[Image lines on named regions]
▼▼▼

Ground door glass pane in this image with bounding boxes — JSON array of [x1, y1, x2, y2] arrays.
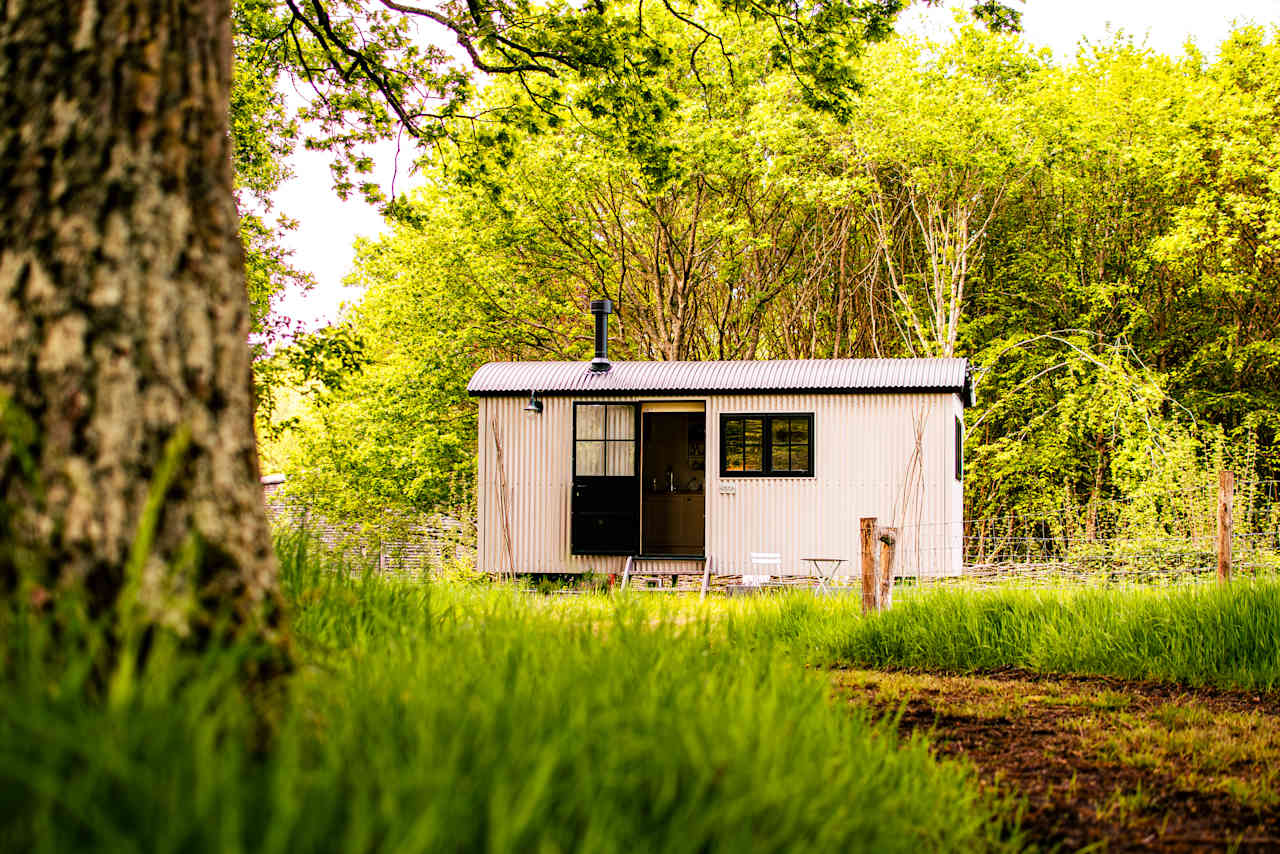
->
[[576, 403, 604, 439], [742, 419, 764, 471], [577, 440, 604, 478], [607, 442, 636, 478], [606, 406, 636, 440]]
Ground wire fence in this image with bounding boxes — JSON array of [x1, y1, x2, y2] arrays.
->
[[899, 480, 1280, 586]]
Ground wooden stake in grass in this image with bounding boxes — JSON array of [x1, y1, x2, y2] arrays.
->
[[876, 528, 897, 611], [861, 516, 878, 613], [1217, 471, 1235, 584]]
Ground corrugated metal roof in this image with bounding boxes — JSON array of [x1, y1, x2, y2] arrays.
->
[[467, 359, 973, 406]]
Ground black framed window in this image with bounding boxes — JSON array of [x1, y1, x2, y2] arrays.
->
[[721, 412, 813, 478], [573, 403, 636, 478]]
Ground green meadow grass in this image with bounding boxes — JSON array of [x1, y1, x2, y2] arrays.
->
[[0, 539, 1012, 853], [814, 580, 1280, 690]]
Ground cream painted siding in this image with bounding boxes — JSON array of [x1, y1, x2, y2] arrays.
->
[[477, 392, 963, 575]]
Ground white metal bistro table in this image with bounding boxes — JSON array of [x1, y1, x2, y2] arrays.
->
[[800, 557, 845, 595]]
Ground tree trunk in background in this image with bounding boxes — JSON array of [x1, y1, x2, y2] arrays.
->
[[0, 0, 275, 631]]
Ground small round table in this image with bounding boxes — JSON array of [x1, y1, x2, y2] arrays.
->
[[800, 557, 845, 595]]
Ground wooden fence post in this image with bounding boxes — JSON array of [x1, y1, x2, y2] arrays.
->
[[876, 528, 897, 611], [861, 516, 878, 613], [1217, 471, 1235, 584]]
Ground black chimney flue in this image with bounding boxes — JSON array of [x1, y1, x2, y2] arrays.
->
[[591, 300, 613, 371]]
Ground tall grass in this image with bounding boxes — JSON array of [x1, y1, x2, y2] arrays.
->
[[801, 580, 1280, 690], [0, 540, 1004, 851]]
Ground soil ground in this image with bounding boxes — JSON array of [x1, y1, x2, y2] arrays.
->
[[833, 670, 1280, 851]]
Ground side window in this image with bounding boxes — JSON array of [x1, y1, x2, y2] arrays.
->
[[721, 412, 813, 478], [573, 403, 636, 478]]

▲▲▲

» **The problem**
Which lines contain the word "grass"? Return each of those lines in full.

» **Complete output**
Ground wooden stake in grass in this image with bounding boxes — JSON array of [x1, y1, x2, y2] arrays.
Ground green meadow grass in this image with bounding boxes — JSON array of [x1, y1, x2, y2] arrays.
Ground tall grass in this image with bounding boxes — JSON array of [x1, y1, x2, y2] arrays.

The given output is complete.